* **Text under study**
—————

Who contributed to boostDM?

boostDM is a team effort from the Biomedical Genomics lab (https://bbglab.irbbarcelona.org/) at the Institute for Research in Biomedicine (IRB Barcelona). Ferran Muiños, Francisco Martinez-Jimenez, Oriol Pich, Abel Gonzalez-Perez and Nuria Lopez-Bigas led the main conceptualization, development and validation of the first release.

Legacy: Iker Reyes-Salazar, Loris Mularoni, David Martínez Millán, Electra Tapanari and Claudia Arnedo-Pac provided additional technical support to make the first release a reality.

Current Release The current release has been developed by Federica Brando, Santi Demajo, Paula Gomis, Miguel L. Grau, Ferran Muiños, Stefano Pellegrini, Joan E. Ramis-Zaldívar and Mònica Sánchez-Guixé, under the supervision of Abel González-Pérez and Núria López-Bigas.

Usability Questions

What is the current status of the website?

The website is currently a stable alpha version subject to a few minor adjustments. Any feedback or bug reporting is invaluable for us. Please, would you come across any issue, let us know here: bbglab@irbbarcelona.org.

How to read the results?

There are essentially five different types of columns:

Gene information: gene symbol (gene), gene identifier (ENSEMBL_GENE), transcript identifier (ENSEMBL_TRANSCRIPT).
Mutation descriptors: chromosome (chr), position (pos), alternate allele (alt), amino acid change (aachange).
Mutational features used to match each mutation to a tumorigenic potential: CLUSTL; HotMaps; smRegions (signif_motif); conservation score (PhyloP); NMD (nmd); PTM site annotation (Acetylation, Methylation, Phosphorylation, Regulatory_Site, Ubiquitination); coding consequence type (csqn_type_*).
Predicted tumorigenic potential (boostDM_score, boostDM_class).
Feature explanation values (SHAP) inferred for each individual prediction (shap_*, followed by the name of the mutational feature).

What is the reference genome?

GRCh38/hg38

What transcripts and variant consequence types are we using?

We use Ensembl VEP v111 and MANE Select transcripts to align with common standards used in the clinics. The consequence type of a given mutation is defined as the most damaging consequence types among all consequence types consistent with the MANE Select transcript and VEP version.

What do the tumor type acronyms mean?

You can download the docs describing the tumor type ontology from the downloads page.

What gene-tumor type combinations are included?

—————

* **Given data**
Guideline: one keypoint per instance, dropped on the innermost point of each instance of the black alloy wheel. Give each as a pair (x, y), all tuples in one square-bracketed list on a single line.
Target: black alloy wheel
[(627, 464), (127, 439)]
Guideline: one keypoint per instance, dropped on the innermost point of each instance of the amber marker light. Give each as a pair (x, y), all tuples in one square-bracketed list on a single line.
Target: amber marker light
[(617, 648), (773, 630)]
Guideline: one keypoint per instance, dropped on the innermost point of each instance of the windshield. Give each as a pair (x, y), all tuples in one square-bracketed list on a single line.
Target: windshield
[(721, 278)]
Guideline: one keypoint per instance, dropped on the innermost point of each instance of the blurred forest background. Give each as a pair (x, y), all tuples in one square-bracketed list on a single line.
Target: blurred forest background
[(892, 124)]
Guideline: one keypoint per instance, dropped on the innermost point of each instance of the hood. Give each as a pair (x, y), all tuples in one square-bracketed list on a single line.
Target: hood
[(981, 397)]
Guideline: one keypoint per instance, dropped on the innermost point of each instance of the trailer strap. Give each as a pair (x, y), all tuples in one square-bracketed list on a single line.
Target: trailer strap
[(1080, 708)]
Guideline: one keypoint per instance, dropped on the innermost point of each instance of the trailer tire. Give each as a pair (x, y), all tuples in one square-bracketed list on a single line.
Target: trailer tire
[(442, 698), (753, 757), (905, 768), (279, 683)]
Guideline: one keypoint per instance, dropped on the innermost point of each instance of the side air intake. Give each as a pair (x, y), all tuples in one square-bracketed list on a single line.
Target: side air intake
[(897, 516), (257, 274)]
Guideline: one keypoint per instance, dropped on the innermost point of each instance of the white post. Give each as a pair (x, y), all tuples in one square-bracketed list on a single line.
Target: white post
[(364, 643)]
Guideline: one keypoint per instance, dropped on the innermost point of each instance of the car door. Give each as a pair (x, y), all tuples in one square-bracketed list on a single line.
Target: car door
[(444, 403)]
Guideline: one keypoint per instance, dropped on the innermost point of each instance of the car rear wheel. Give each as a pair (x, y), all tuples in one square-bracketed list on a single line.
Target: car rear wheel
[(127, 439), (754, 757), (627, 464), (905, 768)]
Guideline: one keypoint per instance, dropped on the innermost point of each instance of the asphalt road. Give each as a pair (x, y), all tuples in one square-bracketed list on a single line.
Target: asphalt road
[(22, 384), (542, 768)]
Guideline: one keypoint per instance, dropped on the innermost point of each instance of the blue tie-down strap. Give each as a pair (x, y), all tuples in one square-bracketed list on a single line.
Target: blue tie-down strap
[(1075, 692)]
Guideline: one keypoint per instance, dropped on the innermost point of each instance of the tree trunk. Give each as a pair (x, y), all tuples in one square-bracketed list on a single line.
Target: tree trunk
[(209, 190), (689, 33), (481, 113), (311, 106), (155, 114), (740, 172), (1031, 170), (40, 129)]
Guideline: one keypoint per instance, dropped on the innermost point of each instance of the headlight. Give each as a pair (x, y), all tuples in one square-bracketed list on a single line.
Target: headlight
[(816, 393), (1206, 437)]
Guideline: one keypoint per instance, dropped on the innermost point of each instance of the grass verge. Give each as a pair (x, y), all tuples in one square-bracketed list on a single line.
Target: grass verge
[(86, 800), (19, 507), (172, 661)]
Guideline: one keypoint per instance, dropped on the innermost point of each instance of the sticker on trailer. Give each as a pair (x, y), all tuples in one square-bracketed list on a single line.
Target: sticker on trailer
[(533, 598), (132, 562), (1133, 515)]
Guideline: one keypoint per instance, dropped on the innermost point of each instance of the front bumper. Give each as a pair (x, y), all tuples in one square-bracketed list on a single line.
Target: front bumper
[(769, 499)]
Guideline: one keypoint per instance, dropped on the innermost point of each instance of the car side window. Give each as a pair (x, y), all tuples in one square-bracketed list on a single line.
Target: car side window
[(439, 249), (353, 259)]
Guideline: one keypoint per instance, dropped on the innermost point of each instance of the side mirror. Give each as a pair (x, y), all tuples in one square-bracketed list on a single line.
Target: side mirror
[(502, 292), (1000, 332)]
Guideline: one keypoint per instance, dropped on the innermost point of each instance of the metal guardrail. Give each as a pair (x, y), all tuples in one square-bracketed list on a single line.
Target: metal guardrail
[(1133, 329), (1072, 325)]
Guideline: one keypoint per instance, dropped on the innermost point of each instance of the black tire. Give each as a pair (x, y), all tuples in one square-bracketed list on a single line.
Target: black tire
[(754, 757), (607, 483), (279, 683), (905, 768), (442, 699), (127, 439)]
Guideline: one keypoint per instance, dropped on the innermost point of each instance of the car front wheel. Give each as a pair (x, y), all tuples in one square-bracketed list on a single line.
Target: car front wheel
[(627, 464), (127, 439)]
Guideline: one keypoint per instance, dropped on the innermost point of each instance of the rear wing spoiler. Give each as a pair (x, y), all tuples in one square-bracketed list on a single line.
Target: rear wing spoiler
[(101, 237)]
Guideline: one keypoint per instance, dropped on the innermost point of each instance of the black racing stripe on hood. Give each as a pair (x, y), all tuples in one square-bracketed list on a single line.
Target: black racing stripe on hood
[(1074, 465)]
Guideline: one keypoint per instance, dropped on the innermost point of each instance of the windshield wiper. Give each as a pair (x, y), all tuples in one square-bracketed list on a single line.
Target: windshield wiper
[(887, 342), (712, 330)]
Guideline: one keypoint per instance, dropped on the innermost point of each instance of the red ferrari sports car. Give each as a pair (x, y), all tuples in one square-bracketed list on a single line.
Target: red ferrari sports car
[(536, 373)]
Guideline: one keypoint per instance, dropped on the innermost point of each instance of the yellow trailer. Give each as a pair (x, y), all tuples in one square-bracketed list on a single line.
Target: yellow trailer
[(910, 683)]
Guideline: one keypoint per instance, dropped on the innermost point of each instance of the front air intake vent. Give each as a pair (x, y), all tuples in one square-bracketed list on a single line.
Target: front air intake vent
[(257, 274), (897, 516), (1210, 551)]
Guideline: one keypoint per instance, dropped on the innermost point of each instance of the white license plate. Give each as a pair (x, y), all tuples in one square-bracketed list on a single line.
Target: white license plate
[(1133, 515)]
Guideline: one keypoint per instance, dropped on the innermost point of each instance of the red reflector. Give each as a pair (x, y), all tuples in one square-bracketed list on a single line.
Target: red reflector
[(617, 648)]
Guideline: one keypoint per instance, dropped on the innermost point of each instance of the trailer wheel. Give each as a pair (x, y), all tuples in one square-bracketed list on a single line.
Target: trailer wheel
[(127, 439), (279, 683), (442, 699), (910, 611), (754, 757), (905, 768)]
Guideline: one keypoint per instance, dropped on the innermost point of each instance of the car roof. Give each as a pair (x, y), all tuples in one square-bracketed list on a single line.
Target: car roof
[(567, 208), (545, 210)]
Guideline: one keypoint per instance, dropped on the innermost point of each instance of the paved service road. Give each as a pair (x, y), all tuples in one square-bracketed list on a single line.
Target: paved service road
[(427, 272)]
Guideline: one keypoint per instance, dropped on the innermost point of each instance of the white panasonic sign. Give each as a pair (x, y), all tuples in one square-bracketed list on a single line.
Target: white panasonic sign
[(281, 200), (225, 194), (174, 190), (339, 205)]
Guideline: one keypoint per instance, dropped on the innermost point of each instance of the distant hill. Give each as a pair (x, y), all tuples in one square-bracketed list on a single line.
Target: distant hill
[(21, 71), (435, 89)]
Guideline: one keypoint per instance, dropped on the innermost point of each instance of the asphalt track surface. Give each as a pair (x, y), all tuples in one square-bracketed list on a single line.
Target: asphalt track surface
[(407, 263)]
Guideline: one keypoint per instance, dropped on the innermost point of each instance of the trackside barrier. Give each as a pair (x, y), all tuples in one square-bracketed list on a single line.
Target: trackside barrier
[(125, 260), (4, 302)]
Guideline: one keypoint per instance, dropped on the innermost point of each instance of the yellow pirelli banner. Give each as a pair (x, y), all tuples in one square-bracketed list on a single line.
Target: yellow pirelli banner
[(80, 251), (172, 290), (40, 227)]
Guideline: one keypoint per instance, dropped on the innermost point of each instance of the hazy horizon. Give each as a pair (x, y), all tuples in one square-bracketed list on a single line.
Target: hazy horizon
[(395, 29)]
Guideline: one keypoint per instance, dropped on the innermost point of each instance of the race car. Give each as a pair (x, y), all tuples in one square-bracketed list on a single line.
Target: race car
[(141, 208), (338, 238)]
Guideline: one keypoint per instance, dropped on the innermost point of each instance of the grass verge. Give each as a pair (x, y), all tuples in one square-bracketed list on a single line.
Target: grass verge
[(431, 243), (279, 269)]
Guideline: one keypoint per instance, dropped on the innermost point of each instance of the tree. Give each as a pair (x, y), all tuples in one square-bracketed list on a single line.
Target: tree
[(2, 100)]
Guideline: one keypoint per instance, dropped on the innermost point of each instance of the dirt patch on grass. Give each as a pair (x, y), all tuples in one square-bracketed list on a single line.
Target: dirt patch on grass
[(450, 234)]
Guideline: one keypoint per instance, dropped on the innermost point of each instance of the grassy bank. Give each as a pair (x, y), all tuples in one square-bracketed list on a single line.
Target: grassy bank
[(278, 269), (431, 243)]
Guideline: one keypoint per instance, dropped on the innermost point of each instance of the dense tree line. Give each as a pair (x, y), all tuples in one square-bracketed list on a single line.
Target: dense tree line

—————

Answer from the boostDM text above.
(a) Which reference genome is used?
(b) Which version of Ensembl VEP is used?
(c) Under whose supervision was the current release developed?

(a) GRCh38/hg38
(b) Ensembl VEP v111
(c) Abel González-Pérez and Núria López-Bigas